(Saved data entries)

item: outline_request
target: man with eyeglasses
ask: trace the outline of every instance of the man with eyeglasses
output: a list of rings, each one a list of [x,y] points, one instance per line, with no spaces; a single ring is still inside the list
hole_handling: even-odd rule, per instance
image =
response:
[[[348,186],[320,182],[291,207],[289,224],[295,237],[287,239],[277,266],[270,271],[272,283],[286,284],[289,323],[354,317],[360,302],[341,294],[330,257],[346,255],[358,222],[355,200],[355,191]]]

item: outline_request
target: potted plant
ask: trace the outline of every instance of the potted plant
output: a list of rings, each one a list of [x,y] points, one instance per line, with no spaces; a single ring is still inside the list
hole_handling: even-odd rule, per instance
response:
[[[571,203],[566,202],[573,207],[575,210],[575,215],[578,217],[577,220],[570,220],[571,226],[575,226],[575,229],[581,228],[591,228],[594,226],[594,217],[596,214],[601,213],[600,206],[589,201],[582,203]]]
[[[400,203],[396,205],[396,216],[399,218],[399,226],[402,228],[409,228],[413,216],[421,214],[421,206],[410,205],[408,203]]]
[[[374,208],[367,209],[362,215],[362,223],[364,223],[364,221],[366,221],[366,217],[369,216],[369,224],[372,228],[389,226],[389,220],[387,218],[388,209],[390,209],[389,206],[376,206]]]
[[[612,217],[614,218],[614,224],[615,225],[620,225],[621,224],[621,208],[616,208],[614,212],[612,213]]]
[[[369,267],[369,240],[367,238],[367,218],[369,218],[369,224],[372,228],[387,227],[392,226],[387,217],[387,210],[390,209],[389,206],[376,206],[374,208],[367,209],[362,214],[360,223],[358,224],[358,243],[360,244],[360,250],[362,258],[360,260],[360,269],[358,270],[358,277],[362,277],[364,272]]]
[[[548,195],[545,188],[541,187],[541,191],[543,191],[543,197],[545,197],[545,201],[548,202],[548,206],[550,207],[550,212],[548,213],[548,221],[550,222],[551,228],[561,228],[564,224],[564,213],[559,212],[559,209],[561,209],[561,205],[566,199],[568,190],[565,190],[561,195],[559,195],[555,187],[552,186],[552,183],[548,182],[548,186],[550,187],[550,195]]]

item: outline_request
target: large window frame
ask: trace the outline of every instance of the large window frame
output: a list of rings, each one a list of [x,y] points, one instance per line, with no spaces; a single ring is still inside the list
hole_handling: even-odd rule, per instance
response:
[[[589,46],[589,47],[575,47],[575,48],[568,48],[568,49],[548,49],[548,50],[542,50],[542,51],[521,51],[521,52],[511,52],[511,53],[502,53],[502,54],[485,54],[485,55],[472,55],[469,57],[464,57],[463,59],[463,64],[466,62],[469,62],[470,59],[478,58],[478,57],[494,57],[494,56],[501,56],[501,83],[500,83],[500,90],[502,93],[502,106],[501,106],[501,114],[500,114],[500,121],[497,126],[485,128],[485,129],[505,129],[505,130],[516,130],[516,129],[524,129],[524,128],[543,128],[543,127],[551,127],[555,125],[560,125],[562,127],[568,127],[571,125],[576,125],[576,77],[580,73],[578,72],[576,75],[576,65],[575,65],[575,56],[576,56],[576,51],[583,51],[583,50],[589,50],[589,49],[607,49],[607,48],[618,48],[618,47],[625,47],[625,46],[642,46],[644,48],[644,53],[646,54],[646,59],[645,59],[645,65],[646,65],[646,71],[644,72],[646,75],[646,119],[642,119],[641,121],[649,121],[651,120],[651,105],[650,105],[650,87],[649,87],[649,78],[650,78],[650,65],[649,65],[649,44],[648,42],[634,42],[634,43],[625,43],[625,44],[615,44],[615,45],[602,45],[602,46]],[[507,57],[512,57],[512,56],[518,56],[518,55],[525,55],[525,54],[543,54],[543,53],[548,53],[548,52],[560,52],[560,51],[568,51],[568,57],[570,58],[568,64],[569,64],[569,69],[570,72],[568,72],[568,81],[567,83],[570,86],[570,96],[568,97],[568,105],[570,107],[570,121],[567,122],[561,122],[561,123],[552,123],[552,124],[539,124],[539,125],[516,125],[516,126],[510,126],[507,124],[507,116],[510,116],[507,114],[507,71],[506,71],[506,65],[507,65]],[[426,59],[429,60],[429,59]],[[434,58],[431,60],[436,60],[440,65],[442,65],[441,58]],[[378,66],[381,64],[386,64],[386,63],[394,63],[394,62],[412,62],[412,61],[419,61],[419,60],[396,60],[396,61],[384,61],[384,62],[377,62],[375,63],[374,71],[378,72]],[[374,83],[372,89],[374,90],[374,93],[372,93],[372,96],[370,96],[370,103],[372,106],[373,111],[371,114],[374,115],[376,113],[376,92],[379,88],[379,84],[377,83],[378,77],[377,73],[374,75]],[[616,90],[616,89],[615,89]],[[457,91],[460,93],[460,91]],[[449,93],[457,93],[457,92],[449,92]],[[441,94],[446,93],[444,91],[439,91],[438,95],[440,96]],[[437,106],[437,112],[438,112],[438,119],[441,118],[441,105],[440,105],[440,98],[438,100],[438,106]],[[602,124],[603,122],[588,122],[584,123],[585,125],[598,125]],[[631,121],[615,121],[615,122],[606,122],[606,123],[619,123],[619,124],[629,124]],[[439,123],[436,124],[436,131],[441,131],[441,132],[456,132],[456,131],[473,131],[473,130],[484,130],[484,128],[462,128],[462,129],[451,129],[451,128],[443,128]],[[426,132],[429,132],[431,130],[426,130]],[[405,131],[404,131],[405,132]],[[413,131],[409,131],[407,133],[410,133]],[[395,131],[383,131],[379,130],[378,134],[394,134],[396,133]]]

● Problem to work on: Transcribe each entry precisely, missing none.

● Result below:
item: outline_request
target: man with eyeglasses
ask: trace the outline of every instance of the man with eyeglasses
output: a list of rings, each one a list of [x,y] points, one instance per line, with no spaces; a single ring is still inside the list
hole_handling: even-odd rule, per instance
image =
response:
[[[348,186],[320,182],[291,207],[289,224],[295,237],[287,239],[277,266],[270,271],[272,283],[286,284],[289,323],[354,317],[360,302],[341,294],[330,257],[346,255],[358,222],[355,200],[355,191]]]

item: outline_request
target: potted plant
ask: trace the outline of every instance of the potted plant
output: a list of rings, each one a list of [x,y] points, one instance per line, with no spaces; a single ring is still inside the list
hole_handling: even-odd rule, per instance
response:
[[[571,203],[566,202],[573,207],[575,210],[575,215],[578,217],[577,220],[570,220],[571,226],[575,226],[575,229],[581,228],[591,228],[594,226],[594,217],[596,214],[601,213],[600,206],[589,201],[582,203]]]
[[[400,203],[396,205],[396,216],[399,218],[399,226],[402,228],[409,228],[413,216],[421,214],[421,206],[410,205],[408,203]]]
[[[374,208],[367,209],[362,215],[362,223],[364,223],[364,221],[366,221],[366,217],[369,216],[369,224],[372,228],[389,226],[389,220],[387,218],[388,209],[390,209],[389,206],[376,206]]]
[[[612,217],[614,218],[614,224],[615,225],[620,225],[621,224],[621,208],[616,208],[614,212],[612,213]]]
[[[369,267],[369,240],[367,238],[367,218],[369,218],[369,224],[372,228],[387,227],[392,226],[387,217],[387,210],[390,209],[389,206],[376,206],[374,208],[367,209],[362,214],[360,223],[358,224],[358,243],[360,244],[360,250],[362,258],[360,260],[360,269],[358,270],[358,277],[362,277],[364,272]]]
[[[548,195],[545,188],[541,187],[541,191],[543,191],[543,197],[545,197],[545,201],[548,202],[548,206],[550,207],[550,212],[548,213],[548,221],[550,222],[551,228],[561,228],[564,224],[564,213],[559,212],[559,209],[561,209],[561,205],[566,199],[568,190],[565,190],[561,195],[559,195],[555,187],[552,186],[552,183],[548,182],[548,186],[550,187],[550,195]]]

item: outline_request
target: large window frame
ask: trace the outline of every instance of the large window frame
output: a list of rings, each one a list of [x,y] points, one instance per line, with no spaces; a single ring is still inside the list
hole_handling: even-odd rule, per instance
response:
[[[589,46],[589,47],[575,47],[575,48],[568,48],[568,49],[548,49],[548,50],[542,50],[542,51],[521,51],[521,52],[511,52],[511,53],[502,53],[502,54],[485,54],[485,55],[472,55],[469,57],[464,57],[463,59],[463,64],[466,62],[469,62],[470,59],[478,58],[478,57],[494,57],[494,56],[501,56],[501,83],[500,83],[500,90],[502,93],[502,106],[501,106],[501,114],[500,114],[500,121],[497,126],[485,128],[485,129],[505,129],[505,130],[516,130],[516,129],[524,129],[524,128],[543,128],[543,127],[551,127],[555,125],[560,125],[562,127],[568,127],[571,125],[576,125],[576,77],[580,73],[578,72],[576,75],[576,65],[575,65],[575,56],[576,56],[576,51],[583,51],[583,50],[589,50],[589,49],[607,49],[607,48],[618,48],[618,47],[625,47],[625,46],[642,46],[644,48],[644,53],[646,54],[646,59],[645,59],[645,65],[646,65],[646,71],[644,72],[646,75],[646,119],[642,119],[641,121],[649,121],[651,120],[651,105],[650,105],[650,87],[649,87],[649,78],[650,78],[650,65],[649,65],[649,44],[648,42],[634,42],[634,43],[625,43],[625,44],[615,44],[615,45],[602,45],[602,46]],[[507,57],[512,57],[512,56],[518,56],[518,55],[525,55],[525,54],[543,54],[543,53],[548,53],[548,52],[560,52],[560,51],[568,51],[568,57],[570,58],[568,64],[569,64],[569,69],[570,72],[568,72],[568,81],[567,83],[570,86],[570,96],[568,97],[568,105],[570,107],[570,121],[567,122],[561,122],[561,123],[552,123],[552,124],[539,124],[539,125],[516,125],[516,126],[510,126],[507,124],[507,116],[510,116],[507,114],[507,71],[506,71],[506,65],[507,65]],[[426,59],[429,60],[429,59]],[[434,58],[431,60],[436,60],[440,65],[442,65],[441,58]],[[378,66],[381,64],[386,64],[386,63],[394,63],[394,62],[412,62],[412,61],[419,61],[419,60],[396,60],[396,61],[384,61],[384,62],[377,62],[375,63],[374,71],[378,72]],[[374,83],[372,89],[374,90],[374,93],[372,93],[372,96],[370,96],[370,103],[372,106],[373,111],[371,114],[374,115],[376,113],[376,92],[379,88],[379,84],[377,83],[378,77],[377,73],[374,75]],[[616,90],[616,89],[615,89]],[[457,91],[460,93],[460,91]],[[449,93],[457,93],[457,92],[449,92]],[[441,94],[446,93],[444,91],[439,91],[438,95],[440,96]],[[437,106],[437,112],[438,112],[438,119],[441,118],[441,105],[440,105],[440,98],[438,100],[438,106]],[[602,124],[603,122],[588,122],[584,123],[585,125],[598,125]],[[631,121],[615,121],[615,122],[606,122],[606,123],[619,123],[619,124],[629,124]],[[439,123],[436,124],[436,131],[441,131],[441,132],[456,132],[456,131],[473,131],[473,130],[484,130],[484,128],[462,128],[462,129],[451,129],[451,128],[443,128]],[[426,132],[429,132],[431,130],[426,130]],[[405,131],[404,131],[405,132]],[[413,131],[409,131],[407,133],[410,133]],[[395,131],[383,131],[379,130],[378,134],[394,134],[396,133]]]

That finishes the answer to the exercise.